▶ Given records
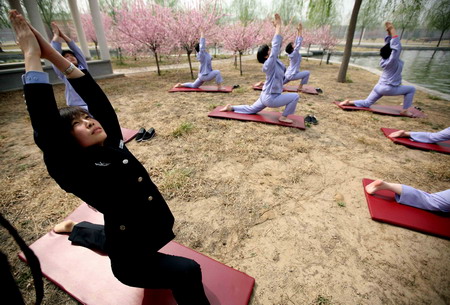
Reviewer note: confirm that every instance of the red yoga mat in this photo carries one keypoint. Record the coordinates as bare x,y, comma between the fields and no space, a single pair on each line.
384,208
86,275
225,89
128,134
385,109
443,147
305,89
262,117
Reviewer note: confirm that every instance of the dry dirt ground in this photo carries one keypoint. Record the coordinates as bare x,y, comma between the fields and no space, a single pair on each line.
283,205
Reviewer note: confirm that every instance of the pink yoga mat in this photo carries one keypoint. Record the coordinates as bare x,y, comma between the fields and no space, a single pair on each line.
443,147
384,208
86,275
128,134
306,89
225,89
262,117
385,109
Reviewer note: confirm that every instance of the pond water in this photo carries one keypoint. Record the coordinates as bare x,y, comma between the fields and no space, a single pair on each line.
429,69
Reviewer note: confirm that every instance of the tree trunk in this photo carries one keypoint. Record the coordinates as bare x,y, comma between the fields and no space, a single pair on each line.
440,38
240,62
348,44
190,64
157,63
361,36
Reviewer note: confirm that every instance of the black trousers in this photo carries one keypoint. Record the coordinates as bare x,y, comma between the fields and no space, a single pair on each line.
156,270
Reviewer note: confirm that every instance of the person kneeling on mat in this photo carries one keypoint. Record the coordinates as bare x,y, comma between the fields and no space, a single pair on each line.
87,157
206,72
391,79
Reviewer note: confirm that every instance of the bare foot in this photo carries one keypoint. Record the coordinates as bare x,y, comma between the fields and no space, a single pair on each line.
285,120
399,134
228,107
64,227
375,186
346,103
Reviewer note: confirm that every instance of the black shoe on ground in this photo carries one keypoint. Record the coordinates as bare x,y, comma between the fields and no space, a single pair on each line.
140,134
308,119
148,134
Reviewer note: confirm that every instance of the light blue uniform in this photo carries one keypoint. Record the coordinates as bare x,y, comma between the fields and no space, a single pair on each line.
391,78
72,98
433,202
206,72
273,87
431,137
295,58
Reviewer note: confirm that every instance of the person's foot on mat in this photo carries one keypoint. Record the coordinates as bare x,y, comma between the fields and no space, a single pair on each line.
345,103
285,120
64,227
140,134
405,112
375,186
148,134
228,107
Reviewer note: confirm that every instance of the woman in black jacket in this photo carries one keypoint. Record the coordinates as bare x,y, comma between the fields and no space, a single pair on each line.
87,157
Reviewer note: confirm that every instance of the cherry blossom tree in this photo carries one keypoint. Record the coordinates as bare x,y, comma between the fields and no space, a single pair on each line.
145,25
326,40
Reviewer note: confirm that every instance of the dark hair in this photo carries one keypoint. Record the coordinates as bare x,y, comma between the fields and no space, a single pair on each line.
289,48
385,51
263,51
67,52
68,114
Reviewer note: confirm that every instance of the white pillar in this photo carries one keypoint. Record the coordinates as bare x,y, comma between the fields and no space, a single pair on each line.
15,5
34,16
79,27
99,31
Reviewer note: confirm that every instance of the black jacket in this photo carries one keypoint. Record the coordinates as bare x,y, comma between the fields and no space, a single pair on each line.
137,219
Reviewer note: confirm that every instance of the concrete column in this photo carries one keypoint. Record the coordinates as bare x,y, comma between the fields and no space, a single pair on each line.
15,5
99,31
79,27
34,15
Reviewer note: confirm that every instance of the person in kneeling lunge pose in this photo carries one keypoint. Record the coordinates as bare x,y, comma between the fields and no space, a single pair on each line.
273,87
391,79
86,156
408,195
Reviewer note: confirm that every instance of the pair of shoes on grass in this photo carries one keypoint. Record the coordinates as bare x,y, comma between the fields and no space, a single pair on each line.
144,135
311,119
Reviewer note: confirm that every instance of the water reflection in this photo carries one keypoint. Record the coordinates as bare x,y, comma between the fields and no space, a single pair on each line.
430,69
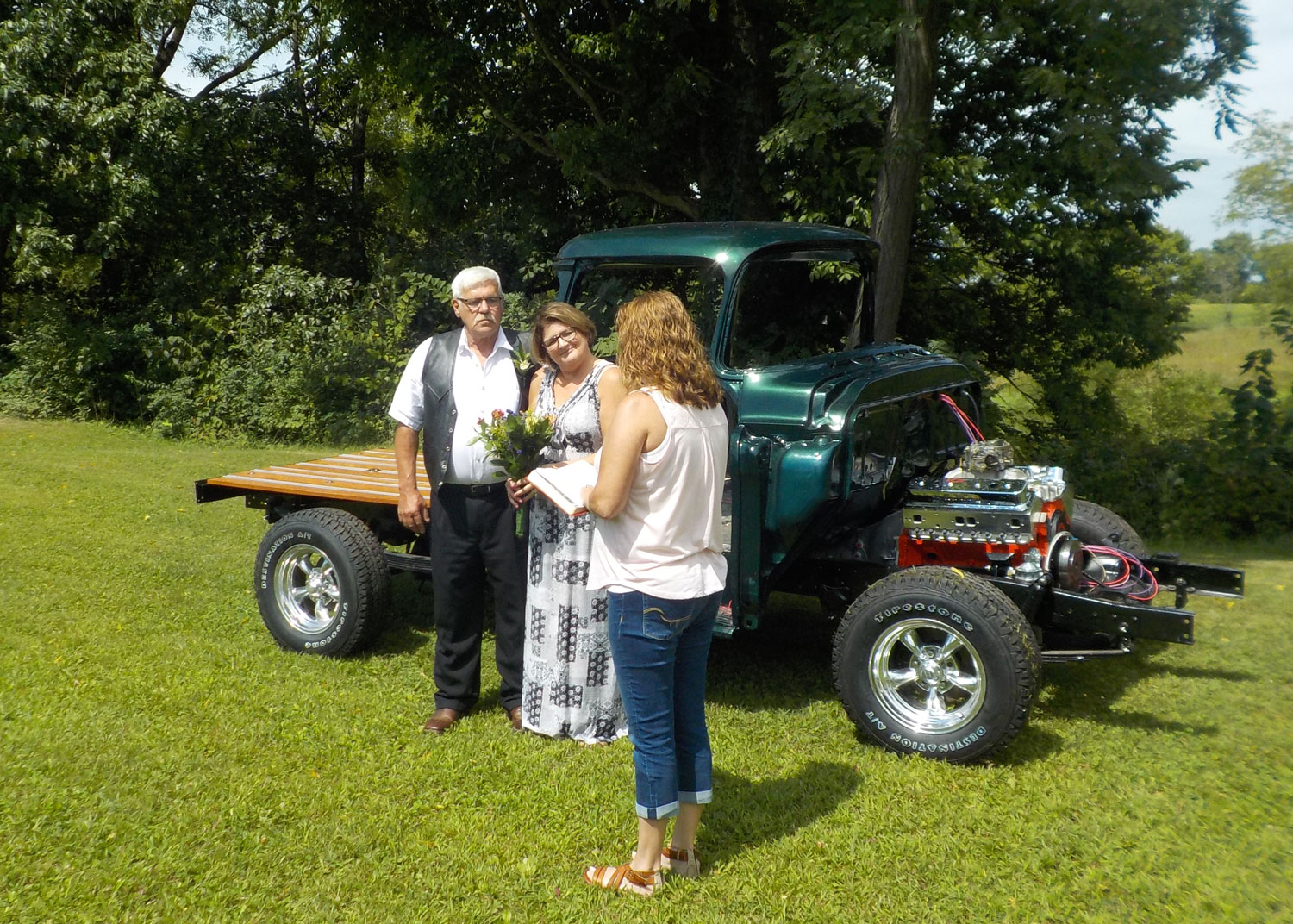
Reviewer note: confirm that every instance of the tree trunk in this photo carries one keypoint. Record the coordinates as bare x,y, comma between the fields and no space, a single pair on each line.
899,183
359,214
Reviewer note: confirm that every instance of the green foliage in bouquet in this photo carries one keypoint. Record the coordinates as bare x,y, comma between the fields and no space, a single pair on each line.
515,441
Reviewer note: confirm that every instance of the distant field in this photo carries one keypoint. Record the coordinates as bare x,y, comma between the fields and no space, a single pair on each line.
1221,336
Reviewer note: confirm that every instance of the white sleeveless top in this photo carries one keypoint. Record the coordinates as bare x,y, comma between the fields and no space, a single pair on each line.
667,540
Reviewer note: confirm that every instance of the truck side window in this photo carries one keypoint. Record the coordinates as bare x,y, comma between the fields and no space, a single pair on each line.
602,289
793,307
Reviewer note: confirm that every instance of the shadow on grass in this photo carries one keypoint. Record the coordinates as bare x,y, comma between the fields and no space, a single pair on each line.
410,623
750,813
1091,690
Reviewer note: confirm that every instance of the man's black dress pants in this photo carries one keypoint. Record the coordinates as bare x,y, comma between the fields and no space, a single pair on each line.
472,541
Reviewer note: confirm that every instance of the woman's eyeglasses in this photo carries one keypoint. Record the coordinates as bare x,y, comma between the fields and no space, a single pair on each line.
566,336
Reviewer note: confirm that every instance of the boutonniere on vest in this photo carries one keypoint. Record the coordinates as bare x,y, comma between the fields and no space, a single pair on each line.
515,441
522,361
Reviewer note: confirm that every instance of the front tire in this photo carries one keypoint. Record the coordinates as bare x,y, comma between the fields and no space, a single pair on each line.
935,662
1098,525
321,583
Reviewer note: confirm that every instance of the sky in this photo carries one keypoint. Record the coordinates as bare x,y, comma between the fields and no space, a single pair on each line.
1199,211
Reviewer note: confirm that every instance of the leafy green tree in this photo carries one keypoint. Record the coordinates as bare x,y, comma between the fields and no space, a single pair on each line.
1264,190
1226,269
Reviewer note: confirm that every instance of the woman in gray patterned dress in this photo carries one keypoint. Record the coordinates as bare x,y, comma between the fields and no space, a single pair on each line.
569,683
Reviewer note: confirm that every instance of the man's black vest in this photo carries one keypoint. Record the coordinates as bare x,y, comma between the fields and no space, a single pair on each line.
439,414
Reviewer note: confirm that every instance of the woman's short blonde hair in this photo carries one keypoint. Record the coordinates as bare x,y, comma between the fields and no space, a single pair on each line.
564,315
659,346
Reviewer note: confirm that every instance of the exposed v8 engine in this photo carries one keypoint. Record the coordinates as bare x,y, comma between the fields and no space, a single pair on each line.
992,515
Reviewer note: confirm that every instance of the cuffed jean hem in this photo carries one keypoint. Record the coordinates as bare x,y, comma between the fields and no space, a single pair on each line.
657,812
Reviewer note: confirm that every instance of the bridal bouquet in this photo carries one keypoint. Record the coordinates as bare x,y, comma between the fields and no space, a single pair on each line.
515,442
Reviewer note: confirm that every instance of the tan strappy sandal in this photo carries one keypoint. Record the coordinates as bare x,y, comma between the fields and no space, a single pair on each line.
623,877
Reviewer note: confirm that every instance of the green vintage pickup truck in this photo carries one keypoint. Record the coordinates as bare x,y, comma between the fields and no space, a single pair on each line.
858,476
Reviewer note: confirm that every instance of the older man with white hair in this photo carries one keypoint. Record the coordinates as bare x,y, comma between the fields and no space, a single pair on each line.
462,377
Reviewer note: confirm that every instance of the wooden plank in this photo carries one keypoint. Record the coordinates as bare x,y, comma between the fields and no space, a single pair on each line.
369,476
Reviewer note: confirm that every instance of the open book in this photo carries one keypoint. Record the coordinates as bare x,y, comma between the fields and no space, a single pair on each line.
564,484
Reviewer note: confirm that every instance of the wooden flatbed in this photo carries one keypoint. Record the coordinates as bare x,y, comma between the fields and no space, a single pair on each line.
366,477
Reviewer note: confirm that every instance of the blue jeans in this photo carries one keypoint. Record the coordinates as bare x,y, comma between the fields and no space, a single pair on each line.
661,647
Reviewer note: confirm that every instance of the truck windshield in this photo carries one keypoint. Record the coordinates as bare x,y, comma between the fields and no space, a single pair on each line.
796,305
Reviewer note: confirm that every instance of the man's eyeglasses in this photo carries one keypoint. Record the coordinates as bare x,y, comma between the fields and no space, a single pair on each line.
566,336
476,304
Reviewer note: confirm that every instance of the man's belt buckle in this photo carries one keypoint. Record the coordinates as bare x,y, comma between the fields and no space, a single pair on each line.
483,490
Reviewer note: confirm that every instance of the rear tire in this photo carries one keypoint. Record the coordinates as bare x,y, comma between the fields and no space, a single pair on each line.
936,662
1098,525
321,583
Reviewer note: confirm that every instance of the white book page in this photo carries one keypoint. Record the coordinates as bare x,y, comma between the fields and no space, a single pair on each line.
564,484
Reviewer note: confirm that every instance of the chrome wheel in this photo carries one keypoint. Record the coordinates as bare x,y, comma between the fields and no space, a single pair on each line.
305,588
928,675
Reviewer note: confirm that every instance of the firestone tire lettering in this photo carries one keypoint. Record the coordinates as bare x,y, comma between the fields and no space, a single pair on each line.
321,582
936,663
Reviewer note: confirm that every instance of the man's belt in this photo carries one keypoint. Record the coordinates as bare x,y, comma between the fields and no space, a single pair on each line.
484,490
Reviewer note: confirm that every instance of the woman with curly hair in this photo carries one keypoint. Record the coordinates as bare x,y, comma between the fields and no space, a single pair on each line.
659,552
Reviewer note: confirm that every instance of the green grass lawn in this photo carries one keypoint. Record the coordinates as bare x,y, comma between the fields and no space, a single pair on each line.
165,761
1220,336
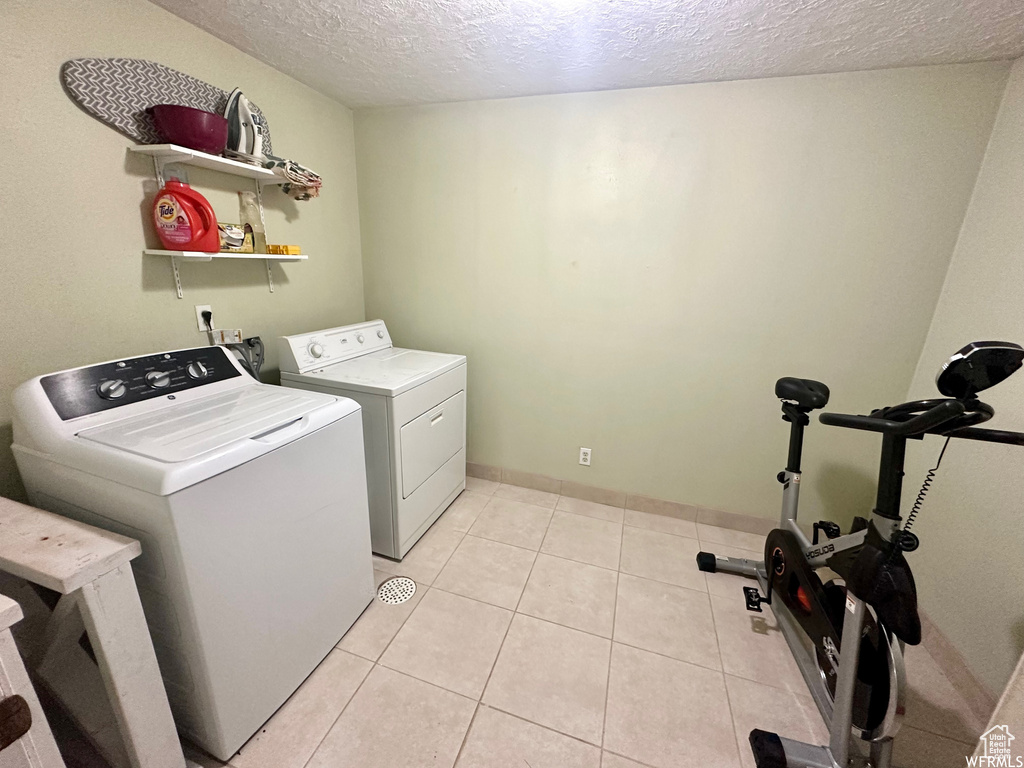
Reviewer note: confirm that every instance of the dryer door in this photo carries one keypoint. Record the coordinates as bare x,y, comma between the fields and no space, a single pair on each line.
431,439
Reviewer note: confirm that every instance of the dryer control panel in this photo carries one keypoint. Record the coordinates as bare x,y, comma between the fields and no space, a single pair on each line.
304,352
94,388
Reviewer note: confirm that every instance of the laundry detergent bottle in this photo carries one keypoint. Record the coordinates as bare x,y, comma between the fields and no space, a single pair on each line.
184,219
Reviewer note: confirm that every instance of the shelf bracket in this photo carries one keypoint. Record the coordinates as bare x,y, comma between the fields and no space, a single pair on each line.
177,276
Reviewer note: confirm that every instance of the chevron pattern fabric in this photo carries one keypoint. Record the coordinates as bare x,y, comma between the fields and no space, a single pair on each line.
117,91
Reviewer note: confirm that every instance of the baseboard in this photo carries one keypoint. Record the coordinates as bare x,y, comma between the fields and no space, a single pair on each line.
952,664
638,502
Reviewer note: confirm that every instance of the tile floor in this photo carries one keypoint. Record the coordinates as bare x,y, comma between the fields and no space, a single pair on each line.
554,633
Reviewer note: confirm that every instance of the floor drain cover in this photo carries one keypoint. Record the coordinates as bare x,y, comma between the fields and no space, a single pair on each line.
395,591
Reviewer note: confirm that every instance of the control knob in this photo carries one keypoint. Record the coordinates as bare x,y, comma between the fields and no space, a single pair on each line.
158,379
197,370
112,389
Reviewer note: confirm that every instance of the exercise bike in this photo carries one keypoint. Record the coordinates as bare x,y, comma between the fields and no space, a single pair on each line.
848,634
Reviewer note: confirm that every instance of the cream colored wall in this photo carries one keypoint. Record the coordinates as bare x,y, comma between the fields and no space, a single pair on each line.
970,567
76,288
632,270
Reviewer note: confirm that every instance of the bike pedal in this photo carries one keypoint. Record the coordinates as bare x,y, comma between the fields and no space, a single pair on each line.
707,562
754,599
768,750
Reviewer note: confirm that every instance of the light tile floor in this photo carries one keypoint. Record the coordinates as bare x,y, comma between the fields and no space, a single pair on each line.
554,633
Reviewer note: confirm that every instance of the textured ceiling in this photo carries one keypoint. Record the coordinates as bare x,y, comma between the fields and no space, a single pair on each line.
369,53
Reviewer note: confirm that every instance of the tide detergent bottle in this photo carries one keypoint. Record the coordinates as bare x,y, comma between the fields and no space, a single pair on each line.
184,219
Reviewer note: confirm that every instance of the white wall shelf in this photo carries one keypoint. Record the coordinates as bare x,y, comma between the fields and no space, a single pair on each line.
165,155
202,256
194,256
173,154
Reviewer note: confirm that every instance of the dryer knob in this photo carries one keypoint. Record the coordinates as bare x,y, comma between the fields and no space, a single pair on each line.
112,389
197,370
158,379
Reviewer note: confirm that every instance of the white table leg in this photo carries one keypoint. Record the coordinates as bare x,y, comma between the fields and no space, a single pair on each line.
113,616
37,747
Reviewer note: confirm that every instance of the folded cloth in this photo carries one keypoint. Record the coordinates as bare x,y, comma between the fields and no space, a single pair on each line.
300,182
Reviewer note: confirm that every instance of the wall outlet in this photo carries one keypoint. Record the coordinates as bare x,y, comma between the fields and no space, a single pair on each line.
200,308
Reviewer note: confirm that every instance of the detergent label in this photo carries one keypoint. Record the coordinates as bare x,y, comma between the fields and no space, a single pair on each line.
172,224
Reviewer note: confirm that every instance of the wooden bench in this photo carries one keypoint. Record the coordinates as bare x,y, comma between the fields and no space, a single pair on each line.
23,744
91,570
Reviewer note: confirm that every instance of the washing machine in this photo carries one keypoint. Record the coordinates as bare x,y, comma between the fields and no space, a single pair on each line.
414,421
250,503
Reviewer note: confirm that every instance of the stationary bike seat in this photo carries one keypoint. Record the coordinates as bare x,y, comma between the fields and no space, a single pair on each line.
805,392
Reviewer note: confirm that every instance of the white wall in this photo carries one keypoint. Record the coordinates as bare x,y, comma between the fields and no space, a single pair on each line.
75,206
632,270
970,567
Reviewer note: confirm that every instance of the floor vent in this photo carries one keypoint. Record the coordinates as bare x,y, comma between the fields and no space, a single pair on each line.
396,591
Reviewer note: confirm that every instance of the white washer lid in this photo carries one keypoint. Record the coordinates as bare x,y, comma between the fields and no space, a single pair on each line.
188,430
391,371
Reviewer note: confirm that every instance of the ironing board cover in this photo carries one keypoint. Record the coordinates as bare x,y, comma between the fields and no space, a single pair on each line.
117,91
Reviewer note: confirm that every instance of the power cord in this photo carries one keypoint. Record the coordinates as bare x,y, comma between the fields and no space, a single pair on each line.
251,353
905,540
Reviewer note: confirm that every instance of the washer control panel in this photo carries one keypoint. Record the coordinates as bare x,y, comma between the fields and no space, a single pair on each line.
304,352
94,388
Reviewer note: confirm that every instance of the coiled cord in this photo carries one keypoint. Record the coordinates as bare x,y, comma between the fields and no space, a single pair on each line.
905,540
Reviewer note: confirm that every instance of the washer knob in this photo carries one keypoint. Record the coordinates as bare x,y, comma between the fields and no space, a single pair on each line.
197,370
158,379
112,389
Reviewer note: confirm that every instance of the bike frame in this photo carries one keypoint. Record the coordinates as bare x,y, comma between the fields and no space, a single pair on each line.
838,713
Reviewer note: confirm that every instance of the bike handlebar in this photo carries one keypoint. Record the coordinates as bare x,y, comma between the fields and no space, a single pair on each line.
928,421
989,435
918,425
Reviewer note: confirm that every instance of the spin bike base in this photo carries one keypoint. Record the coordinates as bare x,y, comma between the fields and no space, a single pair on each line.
770,750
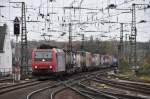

▶ Task directions
For this exercise, write out exactly the lines from the one with "Reviewer note: confirm that every instance of the bike handlebar" through the last line of the records, inclusive, and leave each picture out.

▶ Output of the task
Reviewer note: confirm that every instance of the bike handlebar in this photo carries one keypoint. Record the coordinates as bare x,y, comma between the fields and no space, a single pair on each line.
928,421
989,435
918,425
Reviewer note: confirm that every instance of the spin bike base in this photo carries one keypoint. Record the coordinates as bare x,y, comma between the fields and no space, a single pair on each line.
770,750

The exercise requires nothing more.